Task brief
Report every line from the material that contains the word "rough".

Records provided
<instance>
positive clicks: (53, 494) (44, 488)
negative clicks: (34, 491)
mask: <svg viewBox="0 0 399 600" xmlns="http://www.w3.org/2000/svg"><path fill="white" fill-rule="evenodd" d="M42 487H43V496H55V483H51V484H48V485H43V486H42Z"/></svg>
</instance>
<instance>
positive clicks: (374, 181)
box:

==

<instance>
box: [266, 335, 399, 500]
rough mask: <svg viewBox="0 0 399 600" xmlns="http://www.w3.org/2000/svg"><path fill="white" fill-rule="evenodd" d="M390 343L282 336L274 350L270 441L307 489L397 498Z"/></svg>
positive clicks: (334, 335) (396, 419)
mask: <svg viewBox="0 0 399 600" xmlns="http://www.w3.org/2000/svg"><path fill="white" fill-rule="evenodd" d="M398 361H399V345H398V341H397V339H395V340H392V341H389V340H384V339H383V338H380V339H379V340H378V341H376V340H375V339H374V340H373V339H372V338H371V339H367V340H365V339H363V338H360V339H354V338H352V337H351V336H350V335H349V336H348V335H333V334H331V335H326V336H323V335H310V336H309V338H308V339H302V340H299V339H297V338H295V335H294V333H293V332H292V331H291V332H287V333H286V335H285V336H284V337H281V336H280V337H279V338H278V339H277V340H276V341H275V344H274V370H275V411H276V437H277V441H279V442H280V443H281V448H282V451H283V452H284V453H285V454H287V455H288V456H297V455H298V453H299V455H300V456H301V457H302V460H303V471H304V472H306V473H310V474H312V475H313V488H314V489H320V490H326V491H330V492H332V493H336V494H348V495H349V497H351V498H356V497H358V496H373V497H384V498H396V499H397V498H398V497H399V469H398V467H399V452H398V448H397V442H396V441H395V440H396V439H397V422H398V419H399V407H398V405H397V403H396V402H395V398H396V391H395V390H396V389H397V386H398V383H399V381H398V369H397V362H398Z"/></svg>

--

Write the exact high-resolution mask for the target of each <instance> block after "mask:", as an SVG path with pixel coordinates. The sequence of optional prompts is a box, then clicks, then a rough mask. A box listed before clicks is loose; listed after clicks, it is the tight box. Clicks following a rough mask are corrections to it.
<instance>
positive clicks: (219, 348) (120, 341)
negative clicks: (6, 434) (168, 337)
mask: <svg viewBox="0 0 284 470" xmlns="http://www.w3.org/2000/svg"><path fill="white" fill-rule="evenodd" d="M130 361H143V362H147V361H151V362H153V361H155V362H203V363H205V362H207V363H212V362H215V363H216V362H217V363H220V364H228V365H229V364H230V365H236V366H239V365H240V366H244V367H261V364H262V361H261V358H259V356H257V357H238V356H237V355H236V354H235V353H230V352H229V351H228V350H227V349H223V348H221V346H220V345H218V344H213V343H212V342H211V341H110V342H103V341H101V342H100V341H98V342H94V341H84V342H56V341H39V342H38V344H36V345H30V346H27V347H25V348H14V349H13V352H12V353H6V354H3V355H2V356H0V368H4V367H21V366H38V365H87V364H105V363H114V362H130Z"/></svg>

Reply to the exercise
rough mask: <svg viewBox="0 0 399 600" xmlns="http://www.w3.org/2000/svg"><path fill="white" fill-rule="evenodd" d="M390 343L282 336L274 350L270 441L307 489L397 498Z"/></svg>
Write the exact high-resolution mask for the target of each <instance> block after "mask:", as an SVG path with pixel coordinates. The sequence of optional prompts is a box, then clicks, then a rough mask. A box listed before clicks is loose; listed after clicks, it is the tight box. Clicks following a rough mask are corrections to it.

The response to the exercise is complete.